- **GIVEN TASK 1**: In the passage on housing loans and rents in Roman Egypt, what was the annual rent for the house in the village of Tebtunis in 141 CE?
- **GIVEN TASK 2**: Pick up the passage on housing loans and rents in Roman Egypt after its final sentence and keep writing it.

Habitatio in this form resembles an antichretic loan. Antichresis under Roman law was a contract whereby a debtor pledged real property to a creditor. Instead of receiving interest on the loan, the creditor was allowed to use the pledged property. Even though it conveyed possession but not title, such an arrangement was subject to a property transfer tax.34 However, we might rightly ask why a creditor would be interested in such an arrangement. If he had the money, why would he not buy the house in which he wanted to live? In an antichretic loan arrangement, he even had to pay the property transfer tax without becoming the owner. If he had just rented the place, no property transfer tax would have been due. The reason might be that the Roman authorities in Roman Egypt had limited the amount of interest rates that could be charged to 12 percent per year. The maximum the borrower could exact on a loan of 200 drachmas was thus 24 drachmas per year.35 Moreover, Roman law specified that the total of the interest payable could never exceed the capital borrowed. The right to habitatio for a certain period of time thus allowed circumvention of this restriction.

Let us look at rent prices, which varied, of course, depending on the time, location, and size of the rented property. While a house somewhere in the Arsinoite at the end of the first century was rented for 40 drachmas a year,36 a house with all its appurtenances in the village of Tebtunis was rented in 141 CE for an annual rent of 25 drachmas.37 Rental agreements for houses in the metropoleis speak of considerably higher prices, however. A house in Oxyrhynchus was rented for an annual payment of 200 drachmas in 164 CE,38 and just one upper room with a pigeon-cote was rented in 183 CE at an annual rent of 60 drachmas.39 Another house in Oxyrhynchus was rented in 274 CE at a yearly rent of 400 drachmas.40 In 280 CE, another house in Oxyrhynchus was rented for an annual rent of 1,000 drachmas.41 In 323 CE, a share of the house in Oxyrhynchus was rented for the annual payment of 3,000 silver drachmas.42 Twenty-four drachmas as annual rent in the early third century for a house in the metropolis Arsinoe thus seems ridiculously low. The creditor therefore secured a rental deal far below market value, probably at one-tenth of the amount he could have legally enacted on his loan of 200 drachmas. The creditor was probably able to strike this sensational deal because the debtor was in urgent need of cash. Furthermore, if the borrower was not able to repay the loan within the agreed-on time period, the lender even became the owner of the house. For a mere 200 drachmas he would have acquired a house in the metropolis whose actual worth by far exceeded this amount.

- **STORED RECORDS**:
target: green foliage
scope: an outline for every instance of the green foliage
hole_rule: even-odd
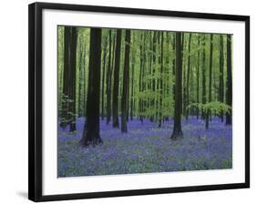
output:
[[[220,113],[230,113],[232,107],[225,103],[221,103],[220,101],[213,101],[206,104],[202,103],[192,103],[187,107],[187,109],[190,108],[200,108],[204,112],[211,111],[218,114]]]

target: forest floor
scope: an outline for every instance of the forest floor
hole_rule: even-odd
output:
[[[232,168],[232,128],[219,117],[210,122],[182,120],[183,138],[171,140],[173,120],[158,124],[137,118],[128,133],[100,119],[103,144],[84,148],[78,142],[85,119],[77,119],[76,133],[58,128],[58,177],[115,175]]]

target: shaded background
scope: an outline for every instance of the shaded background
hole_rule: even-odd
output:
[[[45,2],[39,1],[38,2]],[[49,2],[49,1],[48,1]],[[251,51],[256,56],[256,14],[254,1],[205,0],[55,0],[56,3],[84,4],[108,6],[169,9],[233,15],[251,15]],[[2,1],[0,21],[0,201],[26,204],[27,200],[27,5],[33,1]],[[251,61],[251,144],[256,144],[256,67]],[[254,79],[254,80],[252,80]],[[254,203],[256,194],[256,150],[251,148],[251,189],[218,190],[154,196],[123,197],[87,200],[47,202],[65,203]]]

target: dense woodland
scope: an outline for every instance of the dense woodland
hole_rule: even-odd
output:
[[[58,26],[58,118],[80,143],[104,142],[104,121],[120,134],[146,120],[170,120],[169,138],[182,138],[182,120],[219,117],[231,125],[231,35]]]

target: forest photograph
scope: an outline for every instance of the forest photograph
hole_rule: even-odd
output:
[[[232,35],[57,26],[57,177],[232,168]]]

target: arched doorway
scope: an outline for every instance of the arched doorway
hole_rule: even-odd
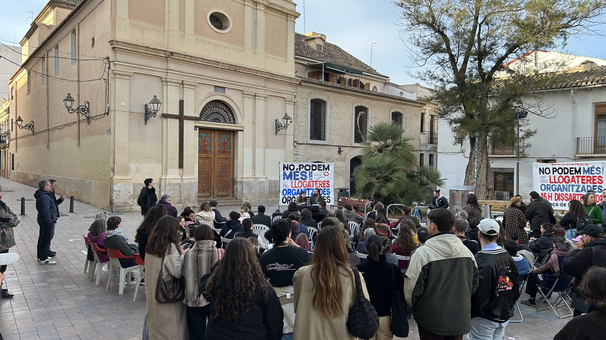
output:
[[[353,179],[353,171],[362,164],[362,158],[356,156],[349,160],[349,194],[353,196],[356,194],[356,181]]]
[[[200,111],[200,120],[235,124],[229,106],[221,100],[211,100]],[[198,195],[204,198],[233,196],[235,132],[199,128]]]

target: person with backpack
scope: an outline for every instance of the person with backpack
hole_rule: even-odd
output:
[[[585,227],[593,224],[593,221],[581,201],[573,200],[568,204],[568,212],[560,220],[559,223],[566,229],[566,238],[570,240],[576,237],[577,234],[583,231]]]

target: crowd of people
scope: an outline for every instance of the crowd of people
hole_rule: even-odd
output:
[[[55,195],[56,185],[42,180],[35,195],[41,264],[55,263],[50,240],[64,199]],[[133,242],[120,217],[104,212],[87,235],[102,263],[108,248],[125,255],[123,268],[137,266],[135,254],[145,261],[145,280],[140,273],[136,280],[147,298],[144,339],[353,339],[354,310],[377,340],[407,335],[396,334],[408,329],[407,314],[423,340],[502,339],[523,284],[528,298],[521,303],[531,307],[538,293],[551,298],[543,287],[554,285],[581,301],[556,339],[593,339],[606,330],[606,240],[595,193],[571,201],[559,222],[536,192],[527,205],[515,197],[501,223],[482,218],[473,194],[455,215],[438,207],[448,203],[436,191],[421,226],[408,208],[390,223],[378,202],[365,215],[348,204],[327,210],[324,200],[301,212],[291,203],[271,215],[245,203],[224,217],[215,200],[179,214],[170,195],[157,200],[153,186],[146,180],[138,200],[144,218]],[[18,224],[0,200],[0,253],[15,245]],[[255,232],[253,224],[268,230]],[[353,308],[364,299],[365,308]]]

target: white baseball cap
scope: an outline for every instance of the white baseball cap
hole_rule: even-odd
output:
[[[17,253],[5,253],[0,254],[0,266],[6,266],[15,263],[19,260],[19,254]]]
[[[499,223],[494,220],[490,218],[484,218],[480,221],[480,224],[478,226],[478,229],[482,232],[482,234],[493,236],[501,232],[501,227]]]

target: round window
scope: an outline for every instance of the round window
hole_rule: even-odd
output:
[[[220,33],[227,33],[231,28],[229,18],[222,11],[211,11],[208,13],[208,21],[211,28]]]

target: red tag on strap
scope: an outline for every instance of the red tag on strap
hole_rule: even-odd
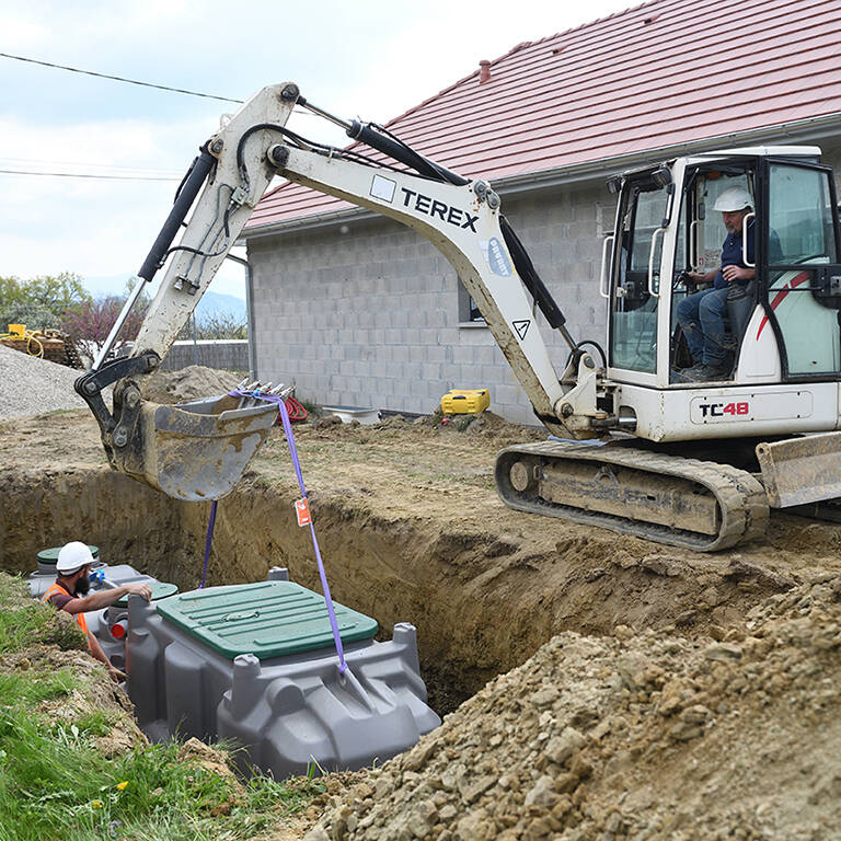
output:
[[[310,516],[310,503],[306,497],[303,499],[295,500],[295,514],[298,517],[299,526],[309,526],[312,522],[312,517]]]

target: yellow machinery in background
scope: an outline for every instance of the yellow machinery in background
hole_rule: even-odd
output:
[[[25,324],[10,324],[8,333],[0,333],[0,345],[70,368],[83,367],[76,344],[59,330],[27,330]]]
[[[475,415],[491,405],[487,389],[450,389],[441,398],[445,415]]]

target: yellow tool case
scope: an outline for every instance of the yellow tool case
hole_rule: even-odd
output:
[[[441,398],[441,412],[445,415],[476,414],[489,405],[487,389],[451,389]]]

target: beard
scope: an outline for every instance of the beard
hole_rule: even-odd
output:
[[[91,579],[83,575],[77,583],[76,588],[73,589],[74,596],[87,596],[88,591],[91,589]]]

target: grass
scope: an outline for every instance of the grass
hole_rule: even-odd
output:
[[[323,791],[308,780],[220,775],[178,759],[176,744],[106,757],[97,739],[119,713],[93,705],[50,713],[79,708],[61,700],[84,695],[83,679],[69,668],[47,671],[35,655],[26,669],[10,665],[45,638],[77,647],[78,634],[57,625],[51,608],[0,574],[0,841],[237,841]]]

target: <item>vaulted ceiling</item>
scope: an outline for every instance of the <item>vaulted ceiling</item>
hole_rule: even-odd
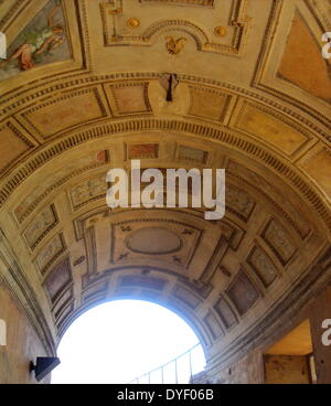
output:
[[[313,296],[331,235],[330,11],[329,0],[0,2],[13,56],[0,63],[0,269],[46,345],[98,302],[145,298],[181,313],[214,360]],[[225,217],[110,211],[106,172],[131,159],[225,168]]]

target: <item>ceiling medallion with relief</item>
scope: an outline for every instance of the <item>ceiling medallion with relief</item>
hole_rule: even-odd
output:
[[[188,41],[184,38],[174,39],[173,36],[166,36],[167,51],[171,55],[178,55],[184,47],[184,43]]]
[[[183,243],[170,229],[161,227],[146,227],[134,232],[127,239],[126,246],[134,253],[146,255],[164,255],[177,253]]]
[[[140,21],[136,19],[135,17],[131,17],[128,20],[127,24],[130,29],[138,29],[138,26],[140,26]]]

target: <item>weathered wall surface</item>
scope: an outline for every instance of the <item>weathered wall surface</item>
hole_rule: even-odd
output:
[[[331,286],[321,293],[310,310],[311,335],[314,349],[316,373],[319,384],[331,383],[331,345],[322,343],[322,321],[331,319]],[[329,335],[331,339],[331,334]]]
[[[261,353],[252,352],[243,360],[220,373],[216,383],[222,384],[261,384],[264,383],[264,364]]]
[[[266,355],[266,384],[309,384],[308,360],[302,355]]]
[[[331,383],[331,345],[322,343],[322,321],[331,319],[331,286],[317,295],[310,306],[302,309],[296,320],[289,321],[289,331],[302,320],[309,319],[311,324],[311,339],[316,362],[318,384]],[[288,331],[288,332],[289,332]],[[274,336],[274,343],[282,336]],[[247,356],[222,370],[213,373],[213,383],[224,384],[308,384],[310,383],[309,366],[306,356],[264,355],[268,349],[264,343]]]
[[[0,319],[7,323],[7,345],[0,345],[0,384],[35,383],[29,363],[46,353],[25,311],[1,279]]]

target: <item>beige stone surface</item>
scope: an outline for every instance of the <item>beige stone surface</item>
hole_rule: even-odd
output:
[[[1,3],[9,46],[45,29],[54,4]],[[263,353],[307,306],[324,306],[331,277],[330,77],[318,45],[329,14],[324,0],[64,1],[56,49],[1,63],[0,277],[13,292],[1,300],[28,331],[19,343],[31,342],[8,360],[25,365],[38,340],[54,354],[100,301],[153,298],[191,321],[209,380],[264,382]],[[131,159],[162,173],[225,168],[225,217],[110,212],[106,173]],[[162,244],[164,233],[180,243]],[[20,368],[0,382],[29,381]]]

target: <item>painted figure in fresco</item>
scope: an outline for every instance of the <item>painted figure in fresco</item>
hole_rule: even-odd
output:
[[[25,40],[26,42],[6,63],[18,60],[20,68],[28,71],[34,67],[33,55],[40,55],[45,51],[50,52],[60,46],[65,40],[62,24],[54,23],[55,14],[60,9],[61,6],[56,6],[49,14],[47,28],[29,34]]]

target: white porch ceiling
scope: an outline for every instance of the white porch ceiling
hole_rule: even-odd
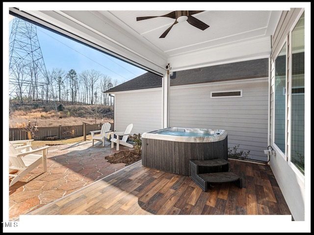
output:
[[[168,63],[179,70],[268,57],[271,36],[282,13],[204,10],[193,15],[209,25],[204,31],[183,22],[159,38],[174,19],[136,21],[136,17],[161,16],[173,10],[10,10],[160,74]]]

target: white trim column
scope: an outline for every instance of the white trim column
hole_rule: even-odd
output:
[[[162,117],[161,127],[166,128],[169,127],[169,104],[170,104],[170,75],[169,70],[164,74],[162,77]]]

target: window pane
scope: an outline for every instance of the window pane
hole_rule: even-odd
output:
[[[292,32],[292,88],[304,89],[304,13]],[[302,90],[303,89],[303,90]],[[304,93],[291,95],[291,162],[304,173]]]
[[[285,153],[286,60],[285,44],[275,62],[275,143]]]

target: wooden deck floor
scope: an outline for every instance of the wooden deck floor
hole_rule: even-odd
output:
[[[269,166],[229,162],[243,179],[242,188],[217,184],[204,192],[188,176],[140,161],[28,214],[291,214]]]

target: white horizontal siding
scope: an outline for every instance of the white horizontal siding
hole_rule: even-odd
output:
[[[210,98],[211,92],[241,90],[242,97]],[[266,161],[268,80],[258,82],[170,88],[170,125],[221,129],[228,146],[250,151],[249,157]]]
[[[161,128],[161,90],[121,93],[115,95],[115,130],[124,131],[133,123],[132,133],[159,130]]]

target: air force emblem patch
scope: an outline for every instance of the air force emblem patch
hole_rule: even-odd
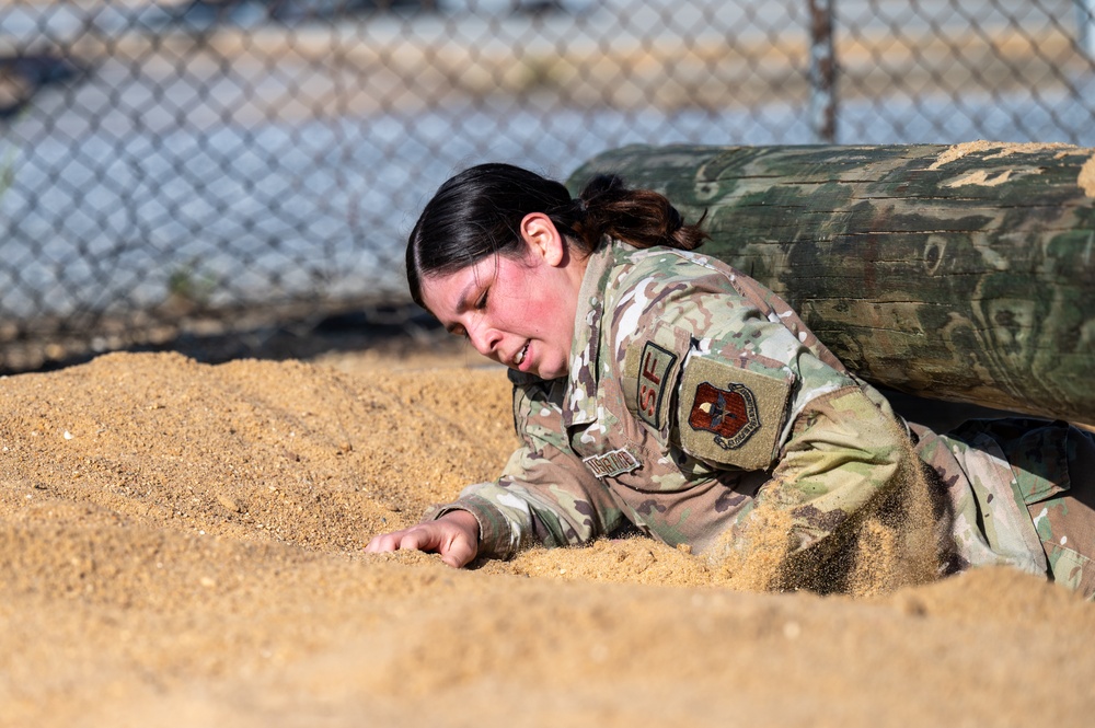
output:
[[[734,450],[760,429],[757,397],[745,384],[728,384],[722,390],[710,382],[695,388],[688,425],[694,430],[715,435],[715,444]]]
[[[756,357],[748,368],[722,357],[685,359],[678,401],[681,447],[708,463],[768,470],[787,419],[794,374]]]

- **TASK RESPONSE 1**: 25 drachmas

- **TASK RESPONSE 2**:
Most of the loans were “peer to peer” loans; professional pawnbrokers and lenders played an insignificant role in these transactions. The aim behind these antichretic loans involving a right of residence might be thus to circumvent the law, exacting considerably higher interest rates or even acquiring a house far below market level.43

However, since the recipient of habitatio had to live in the house himself, the creditor could not enter into several loans of this kind. It remains unknown which considerations led late antique lawgivers to change the regulations for previously inalienable habitatio in order to allow the possibility of selling or leasing habitatio rights, but it was certainly creditors who profited from these antichretic loans. Papyrological evidence from the early seventh century CE shows that the recipient of habitatio under a loan was then also allowed to let someone else live in the house and at times even entered into the arrangement with the intention of immediately leasing out the acquired right to a third party. A certain Aurelia Maria rents out an entire house, which she calls her own, to a purple dyer.44 The truth was that she just owned two-thirds of it. Just the day before, on October 31, she had received the habitatio of the remaining one-third of the house under an antichretic pledge from her sister. This kind of arrangement had only become possible after the change in the law concerning habitatio.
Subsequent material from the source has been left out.